▶ [Texto mostrado]:
=-=-=

Y aquí, en una universidad pública, hizo una pausa significativa. La pausa tuvo peso. Todos entendimos por qué.

Vallejo misma es producto de la educación pública española: escuela pública, preparatoria pública, universidad pública. Recibió becas que le permitieron hacer su tesis. "Toda mi vida habría sido otra totalmente distinta —reconoció— sin las oportunidades que lo público me ofreció para estudiar, para aprender y para construir este camino".


Miró directamente a los estudiantes: "Entonces es un ingrediente para mí esencial también de este libro, celebrar las rutas que hemos abierto para desactivar las imposibilidades que han cerrado el paso a tantas personas".


El mensaje era cristalino: estamos aquí —en esta sala, en esta conversación, en esta posibilidad de futuro— gracias a que alguien decidió que el conocimiento no debía ser privilegio de unos pocos. Y tenemos la responsabilidad de defender y expandir ese legado.


Los libros: máquinas del tiempo que desafían a la muerte


Uno de los estudiantes, con esa mezcla de timidez y valentía que caracteriza las buenas preguntas, le pidió a Irene que profundizara en la relación entre libro y vida, entre fragilidad y permanencia.


La respuesta de Irene fue una clase magistral de filosofía accesible.


¿Por qué nos obsesionan los libros? ¿Por qué la humanidad ha movilizado esfuerzos titánicos para inventar la escritura, perfeccionar soportes, perseguir manuscritos, salvar bibliotecas? ¿Por qué hay gente que se hace enterrar con sus pasajes favoritos detrás del cuello, como las momias egipcias? ¿Por qué en antiguas estelas funerarias hay personas representadas leyendo con un perrito a los pies?


Irene nos llevó a hacer un ejercicio mental: imaginar el mundo antes de la escritura. Un mundo de pura oralidad que duró milenios —la etapa más larga de la humanidad— del cual apenas podemos reconstruir fragmentos por restos arqueológicos.


"Era un mundo en el que todo se sustentaba en la memoria. La gente tenía que recordar aquello que era valioso para sus vidas. Por supuesto tenían unas memorias privilegiadas en comparación con las nuestras patéticas de hoy". Risas en la sala. "Pero el límite de lo que la memoria puede conservar es evidente".


Y entonces llegó la frase que me hizo entender todo:


"Cuando una persona moría en la oralidad, una biblioteca entera desaparecía con ella, porque ya nadie recordaría sus canciones, esos poemas, esos conocimientos, esas ideas. Supongo que eso era una manera de morir más completa que la que tenemos ahora, porque nada llegaba a sobrevivir".


El silencio volvió a caer sobre la sala. Esa clase de silencio que produce una verdad incómoda y hermosa al mismo tiempo.


"Los libros son el intento de salvar al menos parte de todo ese legado fascinante de ideas, de momentos, de emociones. Son una apuesta por la vida frente a la destrucción de la muerte y frente al olvido."

=-=-=

▶ [Datos proporcionados]:
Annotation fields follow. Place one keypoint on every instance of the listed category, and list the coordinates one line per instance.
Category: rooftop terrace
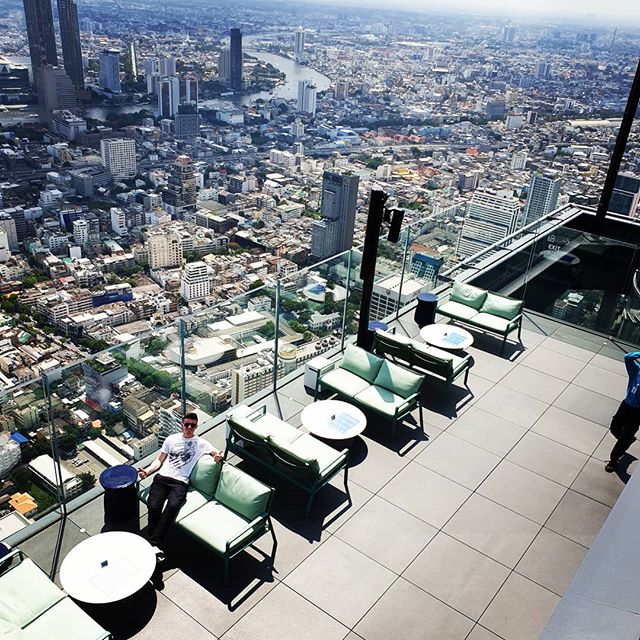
(473, 531)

=-=-=

▶ [Lo que se pide]: Devuelve sin cambios el fragmento del texto mostrado que comienza con "Miró directamente a" y continúa hasta "expandir ese legado.", incluidas ambas partes. El listado no guarda relación con el texto mostrado.

▶ [Solución del ejercicio]:
Miró directamente a los estudiantes: "Entonces es un ingrediente para mí esencial también de este libro, celebrar las rutas que hemos abierto para desactivar las imposibilidades que han cerrado el paso a tantas personas".


El mensaje era cristalino: estamos aquí —en esta sala, en esta conversación, en esta posibilidad de futuro— gracias a que alguien decidió que el conocimiento no debía ser privilegio de unos pocos. Y tenemos la responsabilidad de defender y expandir ese legado.